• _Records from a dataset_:

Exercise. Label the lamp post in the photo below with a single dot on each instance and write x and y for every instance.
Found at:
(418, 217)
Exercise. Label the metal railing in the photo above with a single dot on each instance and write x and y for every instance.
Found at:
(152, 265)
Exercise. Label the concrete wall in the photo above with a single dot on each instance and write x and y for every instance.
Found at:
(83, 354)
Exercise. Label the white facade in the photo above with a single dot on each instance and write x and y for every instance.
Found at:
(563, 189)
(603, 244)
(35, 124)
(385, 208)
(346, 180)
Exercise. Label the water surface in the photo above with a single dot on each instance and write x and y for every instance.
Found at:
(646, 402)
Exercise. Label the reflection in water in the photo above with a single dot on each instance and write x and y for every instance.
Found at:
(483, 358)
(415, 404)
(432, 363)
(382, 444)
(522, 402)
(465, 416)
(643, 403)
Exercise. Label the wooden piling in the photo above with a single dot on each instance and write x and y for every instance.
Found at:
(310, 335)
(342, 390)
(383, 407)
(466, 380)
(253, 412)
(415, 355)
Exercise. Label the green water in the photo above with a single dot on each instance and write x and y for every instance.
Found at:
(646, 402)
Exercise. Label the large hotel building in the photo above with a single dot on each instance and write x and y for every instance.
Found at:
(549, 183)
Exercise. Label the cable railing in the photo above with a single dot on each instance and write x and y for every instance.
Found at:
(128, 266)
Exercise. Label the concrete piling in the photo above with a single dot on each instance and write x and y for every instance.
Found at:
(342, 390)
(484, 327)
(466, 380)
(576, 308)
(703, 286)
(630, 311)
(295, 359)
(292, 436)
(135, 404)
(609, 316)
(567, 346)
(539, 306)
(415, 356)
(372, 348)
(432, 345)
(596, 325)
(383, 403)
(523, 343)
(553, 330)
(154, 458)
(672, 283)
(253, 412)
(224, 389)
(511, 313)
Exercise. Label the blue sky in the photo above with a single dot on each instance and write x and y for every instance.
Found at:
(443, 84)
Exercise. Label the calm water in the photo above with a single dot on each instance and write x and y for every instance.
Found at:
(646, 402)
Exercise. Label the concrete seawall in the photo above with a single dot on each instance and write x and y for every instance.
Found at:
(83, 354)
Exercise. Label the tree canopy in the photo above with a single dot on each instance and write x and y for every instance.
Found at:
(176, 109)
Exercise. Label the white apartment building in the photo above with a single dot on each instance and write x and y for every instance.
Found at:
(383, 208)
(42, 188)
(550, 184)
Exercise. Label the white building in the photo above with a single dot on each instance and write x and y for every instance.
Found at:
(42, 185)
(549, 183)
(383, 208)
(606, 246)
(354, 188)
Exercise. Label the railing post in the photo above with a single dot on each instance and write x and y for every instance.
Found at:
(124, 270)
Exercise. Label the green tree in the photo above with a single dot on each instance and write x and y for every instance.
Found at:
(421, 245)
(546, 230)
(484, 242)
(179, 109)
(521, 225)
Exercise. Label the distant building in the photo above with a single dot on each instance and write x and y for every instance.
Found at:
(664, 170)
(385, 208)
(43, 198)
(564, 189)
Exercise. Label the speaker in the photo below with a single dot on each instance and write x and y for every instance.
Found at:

• _EXERCISE DESCRIPTION_: For this exercise, please output exactly the lines above starting at the line with "Exercise. Label the white building" and ending at the line with "Exercise. Label the speaker", ends included.

• _SOLVED PROBLEM_:
Exercise. Label the white building in the photo above with a single dot on each instance and write x and y for every instance.
Found at:
(42, 185)
(549, 183)
(383, 208)
(606, 246)
(354, 188)
Exercise. Label the railing post in the photo above with a single dot on each instance and write x and y for every instance.
Found at:
(124, 270)
Exercise. Label the green tree in the photo above with a single dot on each instance and write x and y for every instance.
Found at:
(421, 245)
(546, 230)
(484, 242)
(179, 109)
(521, 225)
Exercise. Label the distant building in the photo above with a single dot on each instance and write x and y for every instance.
Found at:
(664, 170)
(385, 208)
(43, 198)
(564, 189)
Exercise. Label the speaker in the photo below with a single dot on each instance and write x and y for every instance.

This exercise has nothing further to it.